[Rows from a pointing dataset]

▼

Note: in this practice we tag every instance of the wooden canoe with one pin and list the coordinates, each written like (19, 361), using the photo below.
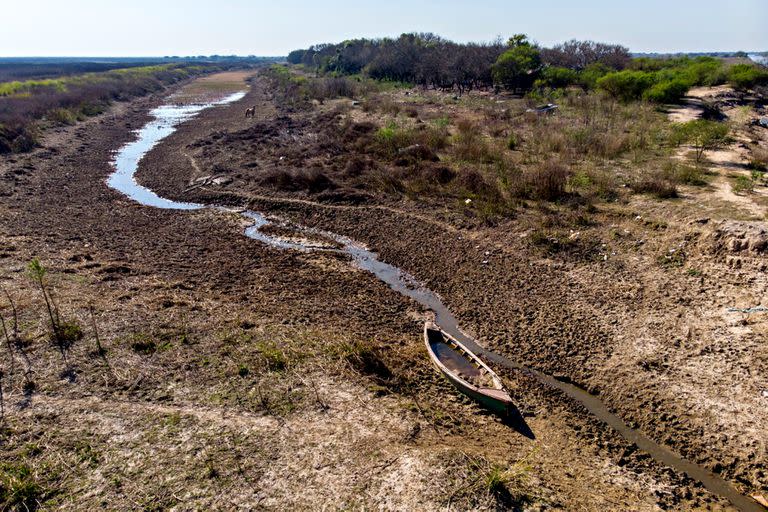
(470, 375)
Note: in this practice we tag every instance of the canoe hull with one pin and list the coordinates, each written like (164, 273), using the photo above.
(500, 407)
(495, 398)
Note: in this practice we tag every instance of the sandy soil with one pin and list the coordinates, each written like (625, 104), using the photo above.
(653, 340)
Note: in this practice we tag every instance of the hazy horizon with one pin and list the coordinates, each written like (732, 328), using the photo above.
(85, 28)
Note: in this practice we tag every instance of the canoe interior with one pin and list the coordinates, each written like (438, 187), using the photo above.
(462, 366)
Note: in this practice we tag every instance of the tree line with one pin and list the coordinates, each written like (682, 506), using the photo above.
(520, 65)
(431, 61)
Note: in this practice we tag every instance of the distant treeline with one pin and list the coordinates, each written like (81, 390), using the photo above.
(28, 68)
(430, 61)
(69, 98)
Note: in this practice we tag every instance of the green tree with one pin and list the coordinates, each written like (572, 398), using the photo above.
(626, 85)
(518, 66)
(669, 91)
(702, 135)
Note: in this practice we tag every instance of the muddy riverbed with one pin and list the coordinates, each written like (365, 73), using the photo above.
(63, 207)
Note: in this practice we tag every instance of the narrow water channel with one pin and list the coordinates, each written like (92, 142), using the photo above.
(167, 117)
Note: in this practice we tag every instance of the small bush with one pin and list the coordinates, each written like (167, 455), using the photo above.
(742, 185)
(19, 489)
(513, 142)
(470, 145)
(747, 76)
(547, 182)
(274, 358)
(143, 344)
(670, 91)
(62, 116)
(655, 184)
(626, 85)
(685, 174)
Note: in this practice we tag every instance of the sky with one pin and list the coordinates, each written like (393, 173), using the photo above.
(195, 27)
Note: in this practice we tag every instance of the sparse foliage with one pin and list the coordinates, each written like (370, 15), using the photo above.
(702, 135)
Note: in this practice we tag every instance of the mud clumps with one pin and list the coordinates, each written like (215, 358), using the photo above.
(740, 237)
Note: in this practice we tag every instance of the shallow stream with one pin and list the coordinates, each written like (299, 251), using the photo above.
(167, 117)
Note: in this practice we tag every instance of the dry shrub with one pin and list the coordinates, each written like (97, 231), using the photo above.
(655, 184)
(547, 181)
(475, 183)
(329, 88)
(381, 103)
(437, 173)
(355, 166)
(311, 180)
(470, 145)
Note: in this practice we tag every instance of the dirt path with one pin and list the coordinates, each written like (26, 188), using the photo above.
(727, 161)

▲

Requirement:
The answer consists only of the lines from the one containing "Note: in this practice we tag every instance of the distant" to the end of the records, each written out exactly.

Reply to the exercise:
Note: in this practice we tag every instance of the distant treeline with one pin and list the coordinates, each written like (81, 390), using the photo above.
(28, 68)
(430, 61)
(69, 98)
Note: in this practice we tag every instance of the green tree with one pin and list the coordinates, each written like (572, 398), using the photo above.
(626, 85)
(518, 66)
(669, 91)
(702, 135)
Note: in this practice we tag every instance of the muddy riverbed with one pin and list the coordinates, each written like (365, 73), using the photo above.
(63, 207)
Note: in this practice we tag every instance of the narrow water channel with one pin and list the coordinates, each written like (92, 142), using the photo above.
(167, 117)
Note: in this practice we tag every instance of the small bush with one pin and list the coordinates, each written like (167, 455), using the photo above.
(742, 185)
(19, 489)
(513, 142)
(470, 145)
(747, 76)
(547, 182)
(274, 358)
(143, 344)
(670, 91)
(62, 116)
(655, 184)
(626, 85)
(685, 174)
Note: in this practice we tag every instance of the sky with one pin and list the coordinates, each written like (393, 173), using the photo above.
(195, 27)
Note: in this practice we tag every instance of the sparse foliage with one pin and list the coordinates, each written like (370, 15), using the photo above.
(702, 135)
Note: in this practice we tag every instance of the mud clumps with one pin and list the coordinates, each written like (215, 358), using the photo above.
(740, 237)
Note: in this practice we tag every instance of the shallow stream with one pin and list the coordinates, each written like (299, 251), using the photo above.
(167, 117)
Note: in this practice we tag every instance of the dry shrub with one pin and list the coordinates, each written like (97, 231), using the photo above.
(655, 184)
(547, 181)
(475, 183)
(329, 88)
(381, 103)
(437, 173)
(355, 166)
(311, 180)
(470, 145)
Note: in this practice we tag every instance of the dirt path with one pin and list the coordinates, each written like (26, 188), using the photo above.
(727, 161)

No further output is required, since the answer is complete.